> [WHAT TO PRODUCE]:
Collect each line of the items below that contains the word "blue", and copy those lines in full. The match is case-sensitive.

> [THE INPUT]:
--- begin ---

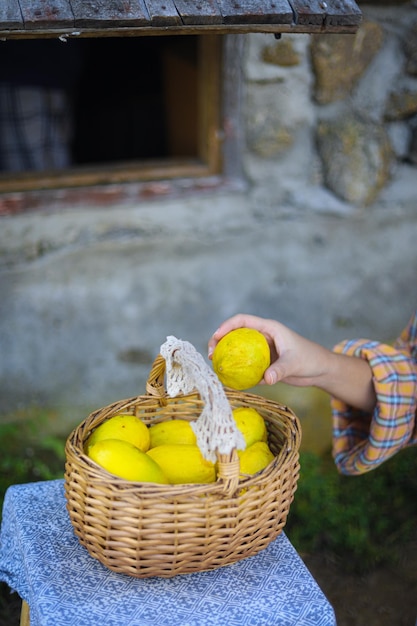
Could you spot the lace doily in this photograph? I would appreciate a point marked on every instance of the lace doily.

--- end ---
--- begin ---

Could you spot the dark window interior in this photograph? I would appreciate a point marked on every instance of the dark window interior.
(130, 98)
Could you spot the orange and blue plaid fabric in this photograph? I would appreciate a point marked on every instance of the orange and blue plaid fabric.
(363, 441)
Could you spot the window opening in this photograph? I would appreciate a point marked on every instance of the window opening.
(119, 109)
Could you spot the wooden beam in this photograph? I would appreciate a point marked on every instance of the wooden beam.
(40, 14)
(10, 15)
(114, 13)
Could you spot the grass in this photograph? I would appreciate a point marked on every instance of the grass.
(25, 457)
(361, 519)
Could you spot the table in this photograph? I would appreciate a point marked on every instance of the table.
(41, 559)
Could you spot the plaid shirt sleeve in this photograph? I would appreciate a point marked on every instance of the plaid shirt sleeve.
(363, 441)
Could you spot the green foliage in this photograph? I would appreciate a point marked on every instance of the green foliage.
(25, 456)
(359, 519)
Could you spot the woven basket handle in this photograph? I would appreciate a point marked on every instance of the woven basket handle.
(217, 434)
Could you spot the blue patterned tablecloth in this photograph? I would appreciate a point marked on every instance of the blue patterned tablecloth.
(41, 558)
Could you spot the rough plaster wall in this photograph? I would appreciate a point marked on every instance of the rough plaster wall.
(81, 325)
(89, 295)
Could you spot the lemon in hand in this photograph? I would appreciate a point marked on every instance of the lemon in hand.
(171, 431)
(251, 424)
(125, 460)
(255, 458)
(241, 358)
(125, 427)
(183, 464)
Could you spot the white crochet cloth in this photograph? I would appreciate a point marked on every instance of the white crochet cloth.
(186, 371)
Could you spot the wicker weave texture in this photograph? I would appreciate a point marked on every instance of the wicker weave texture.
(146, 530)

--- end ---

> [EXERCISE SOLUTION]:
Could you spot the orange and blue plaid fabric in this photograph? I would appreciate a point marked on every instance of the orange and blue plaid fabric.
Could you spot the blue patterned tablecloth in this photograph? I would appreciate a point marked on every instance of the blue patterned tablecloth.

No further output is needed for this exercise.